-- TEXT PASSAGE --
=== Begin Enclosure ===

= John Murphy (branding consultant) =

British branding consultant, born 1946

John Matthew Murphy (born 1944, Essex) is a British marketing consultant who first described the process of branding. He also pioneered the art of brand valuation, that is, measuring the accounting value of a company's brands as assets, and in so doing, he stimulated the development of branding as an aspect of business. Murphy founded Interbrand, the world’s first branding consultancy, and named many familiar brands.

==Interbrand and brand valuation==
In London in 1974, Murphy launched Novamark, a small company specialising in product naming and in trade mark registrations. In the 1970s, the scope of Novamark's consulting work expanded to encompass brand design and strategy. In 1979, when Murphy opened his first overseas office in New York, he adopted the name Interbrand. Among the concepts that Interbrand developed in the 1980s was brand valuation. As Murphy later explained, there was "a huge buying and selling of branded-goods businesses where what was essentially being bought and sold was brands. But nobody knew how to value brands."

=== End Enclosure ===

-- DATA SUPPLIED --

=== Begin Enclosure ===

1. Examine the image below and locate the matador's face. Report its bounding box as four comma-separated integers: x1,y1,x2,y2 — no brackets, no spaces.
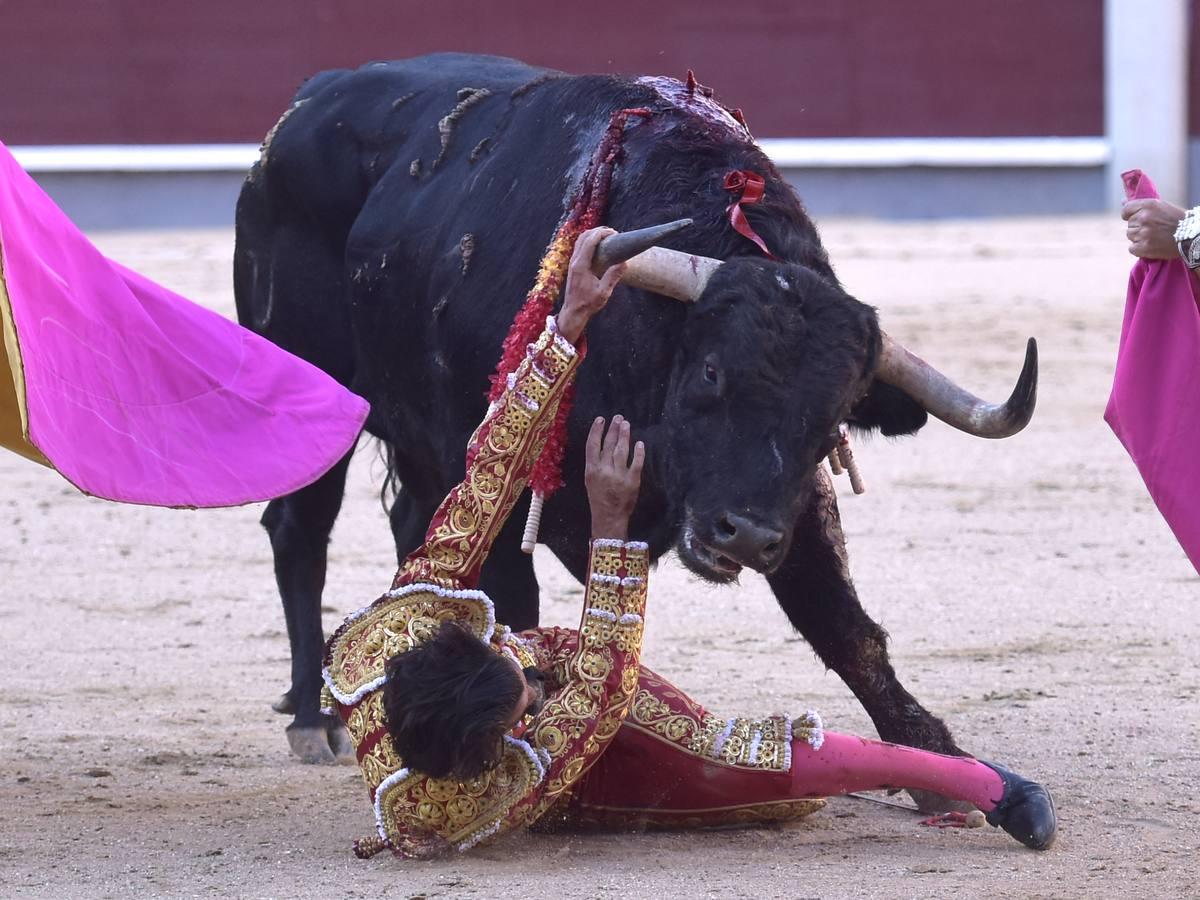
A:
500,653,546,731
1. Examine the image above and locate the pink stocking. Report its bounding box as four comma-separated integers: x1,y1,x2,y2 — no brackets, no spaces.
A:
792,731,1004,812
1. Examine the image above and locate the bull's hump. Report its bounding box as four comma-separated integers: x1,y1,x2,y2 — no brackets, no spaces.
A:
637,76,750,140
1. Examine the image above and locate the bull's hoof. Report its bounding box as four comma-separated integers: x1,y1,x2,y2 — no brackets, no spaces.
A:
325,722,359,766
288,725,337,766
980,760,1058,850
906,788,974,815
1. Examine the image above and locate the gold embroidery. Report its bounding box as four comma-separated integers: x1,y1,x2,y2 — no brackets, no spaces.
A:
689,714,791,772
329,590,492,695
379,745,538,844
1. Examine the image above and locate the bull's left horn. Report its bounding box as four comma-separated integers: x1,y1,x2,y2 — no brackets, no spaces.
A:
592,218,692,277
875,334,1038,438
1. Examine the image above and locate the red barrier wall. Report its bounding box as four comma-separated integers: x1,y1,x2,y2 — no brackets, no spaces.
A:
0,0,1104,144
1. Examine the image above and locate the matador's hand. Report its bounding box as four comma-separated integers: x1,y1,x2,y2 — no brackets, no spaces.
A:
558,228,625,343
1121,199,1183,259
583,415,646,540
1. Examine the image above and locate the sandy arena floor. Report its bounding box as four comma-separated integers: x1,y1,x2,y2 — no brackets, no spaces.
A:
0,217,1200,899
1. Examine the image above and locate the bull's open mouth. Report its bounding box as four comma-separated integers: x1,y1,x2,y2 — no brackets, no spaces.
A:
676,528,742,584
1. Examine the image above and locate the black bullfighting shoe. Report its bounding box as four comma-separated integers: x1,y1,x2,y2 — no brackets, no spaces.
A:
979,760,1058,850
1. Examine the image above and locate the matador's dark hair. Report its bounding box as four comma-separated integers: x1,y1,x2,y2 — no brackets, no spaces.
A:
383,622,524,781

=== End Enclosure ===

-- WORK TO COMPLETE --
#1 According to the passage about John Murphy, in what year did he adopt the name Interbrand?
#2 Please write out the passage about John Murphy between "John Matthew Murphy" and "many familiar brands.", inclusive.
Rely on the passage about John Murphy alone, not on the data.

-- RESPONSES TO THE TASKS --
#1 1979

#2
John Matthew Murphy (born 1944, Essex) is a British marketing consultant who first described the process of branding. He also pioneered the art of brand valuation, that is, measuring the accounting value of a company's brands as assets, and in so doing, he stimulated the development of branding as an aspect of business. Murphy founded Interbrand, the world’s first branding consultancy, and named many familiar brands.